> [What to work on]: Can you write out every one of the lines below, character for character?

Rows taken from a dataset

▬▬▬

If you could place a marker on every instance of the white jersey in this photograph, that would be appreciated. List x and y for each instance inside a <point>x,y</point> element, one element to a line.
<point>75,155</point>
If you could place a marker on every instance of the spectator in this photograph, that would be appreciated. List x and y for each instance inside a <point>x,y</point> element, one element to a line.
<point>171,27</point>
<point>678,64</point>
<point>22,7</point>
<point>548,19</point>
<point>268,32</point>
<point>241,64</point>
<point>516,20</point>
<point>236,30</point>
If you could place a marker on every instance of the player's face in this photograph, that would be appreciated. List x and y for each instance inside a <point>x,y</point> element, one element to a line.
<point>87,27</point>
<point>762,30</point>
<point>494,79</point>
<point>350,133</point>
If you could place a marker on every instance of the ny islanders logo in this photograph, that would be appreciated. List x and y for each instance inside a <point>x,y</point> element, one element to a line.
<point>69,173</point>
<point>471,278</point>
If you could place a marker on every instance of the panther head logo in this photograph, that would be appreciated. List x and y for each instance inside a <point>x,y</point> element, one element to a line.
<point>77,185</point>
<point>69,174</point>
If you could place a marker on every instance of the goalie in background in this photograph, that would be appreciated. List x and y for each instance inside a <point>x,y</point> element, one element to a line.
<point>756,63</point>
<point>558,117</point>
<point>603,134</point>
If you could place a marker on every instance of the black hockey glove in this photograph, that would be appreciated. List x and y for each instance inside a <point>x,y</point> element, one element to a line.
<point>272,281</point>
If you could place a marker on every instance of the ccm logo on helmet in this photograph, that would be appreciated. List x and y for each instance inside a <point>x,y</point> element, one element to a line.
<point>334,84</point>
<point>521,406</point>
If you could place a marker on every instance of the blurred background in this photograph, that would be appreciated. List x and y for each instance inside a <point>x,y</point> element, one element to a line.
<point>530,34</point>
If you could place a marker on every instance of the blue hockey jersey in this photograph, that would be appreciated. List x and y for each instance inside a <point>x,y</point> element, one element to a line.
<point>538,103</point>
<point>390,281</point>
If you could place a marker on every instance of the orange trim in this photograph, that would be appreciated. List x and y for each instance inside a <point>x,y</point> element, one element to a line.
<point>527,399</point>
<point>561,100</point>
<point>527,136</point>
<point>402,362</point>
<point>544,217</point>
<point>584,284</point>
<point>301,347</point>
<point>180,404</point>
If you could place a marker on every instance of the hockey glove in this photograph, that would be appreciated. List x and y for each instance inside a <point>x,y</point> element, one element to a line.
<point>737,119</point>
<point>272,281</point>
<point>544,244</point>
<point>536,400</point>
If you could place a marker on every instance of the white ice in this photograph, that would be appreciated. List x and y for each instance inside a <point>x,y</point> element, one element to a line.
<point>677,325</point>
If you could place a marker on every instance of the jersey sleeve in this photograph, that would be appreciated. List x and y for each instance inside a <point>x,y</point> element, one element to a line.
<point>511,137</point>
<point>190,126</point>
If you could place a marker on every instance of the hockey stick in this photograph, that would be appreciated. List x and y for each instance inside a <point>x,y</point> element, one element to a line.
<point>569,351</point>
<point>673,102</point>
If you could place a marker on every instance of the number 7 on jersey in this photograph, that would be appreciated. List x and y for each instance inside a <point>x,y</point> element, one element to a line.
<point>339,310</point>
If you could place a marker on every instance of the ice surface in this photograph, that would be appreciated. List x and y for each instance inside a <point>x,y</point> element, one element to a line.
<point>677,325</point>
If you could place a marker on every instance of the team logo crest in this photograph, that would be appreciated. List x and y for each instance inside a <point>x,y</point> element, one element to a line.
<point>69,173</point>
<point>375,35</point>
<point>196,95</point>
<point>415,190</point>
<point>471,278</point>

▬▬▬

> [Right answer]:
If you could place a marker on every instance of the white jersey in this photograph, that would be appreciated. List x and y for each instance inside a <point>x,y</point> element, one element to a line.
<point>75,155</point>
If you could place a marker on every instance of the spectator in this photograph, that would be appreciated. List x and y for each instance inside a <point>x,y</point> element, one element to a line.
<point>171,27</point>
<point>678,64</point>
<point>22,7</point>
<point>548,19</point>
<point>268,32</point>
<point>241,64</point>
<point>516,20</point>
<point>236,30</point>
If you could place a marker on every instance of the player's face in this photograph, that would be appreciated. List x and y for each instance inside a <point>x,y</point> element, one element to a line.
<point>87,27</point>
<point>762,30</point>
<point>494,79</point>
<point>350,133</point>
If you could place a marker on every instance of the ny islanders logo in this photograph, that would be appreciated. List x and y for each instance inside a <point>x,y</point> element, one element to a line.
<point>69,173</point>
<point>471,278</point>
If you could place a marker on every instance of the panther head logo in this photograph, that would be appreciated. List x and y for each instance inside a <point>x,y</point> element, one element to a line.
<point>77,185</point>
<point>69,174</point>
If you could place a marker on every instance of the goalie in background in this photograph, that would be appreciated. List x and y for each instance inside a <point>x,y</point> element, one element to a line.
<point>756,63</point>
<point>558,117</point>
<point>603,134</point>
If you could place a marker on every instance of the black hockey glove in this photograph, that would be appreciated. List x and y for each instance inside a <point>x,y</point> element, one element to a line.
<point>272,281</point>
If you could place a marker on every instance of the ccm logo on helmet in this photograph, that would be appreciated. List x and y for each instance inside a <point>x,y</point> element, one element to a line.
<point>334,84</point>
<point>521,406</point>
If you could place a marker on every instance of the blurred background in this photograph, that would be appreciated. List x and y for each instance inside a <point>x,y</point> element, one element to a line.
<point>530,34</point>
If you could place a marker on every instance of the blue hockey jersey in this photograph, that would be appreciated. List x and y for each instance inside a <point>x,y</point> element, one element to a line.
<point>538,103</point>
<point>390,281</point>
If you could place a marker on every instance of the orange trim in this photograph, that would be appreciated. List x and y for each instance inside a <point>x,y</point> element, one element to a line.
<point>527,399</point>
<point>561,100</point>
<point>527,136</point>
<point>402,362</point>
<point>544,217</point>
<point>584,284</point>
<point>301,347</point>
<point>180,404</point>
If you could place a marker on every instance of the hockey glove in this photograph, that would be appreciated. List x and y for each instance inside a <point>x,y</point> element, one element to a line.
<point>737,119</point>
<point>272,281</point>
<point>544,244</point>
<point>536,400</point>
If you could place a marker on every instance of the white ice in this photograph, that would be appreciated. List x and y for each instance inside a <point>x,y</point> element, one element to a line.
<point>677,325</point>
If you could place a marker on every instance of the jersey sleeve in this photograph, that would be appreciated. List x and y for each instance inside a <point>x,y</point> element, one element to a line.
<point>511,137</point>
<point>190,126</point>
If you could place a marker on every instance of the hockey stick in this photograph, that would be appreciated. List x and y for each instance inside a <point>x,y</point> element, one element to a line.
<point>569,351</point>
<point>673,102</point>
If you could place a marker on every instance of the number 7 on jersey in this photograph, that would be appreciated. List x and y for each instance inside a <point>x,y</point> element, one element to a line.
<point>339,310</point>
If you could place a marker on every instance of the ice surface in this photograph, that would be appreciated. List x and y for each instance inside a <point>x,y</point> element, one element to a line.
<point>677,325</point>
If you could place a marker on every instance of the team logo crest in this photograph, that would be appreciated. List x and y for each instance inside a <point>x,y</point> element, one element to a line.
<point>69,173</point>
<point>375,35</point>
<point>196,95</point>
<point>415,190</point>
<point>471,278</point>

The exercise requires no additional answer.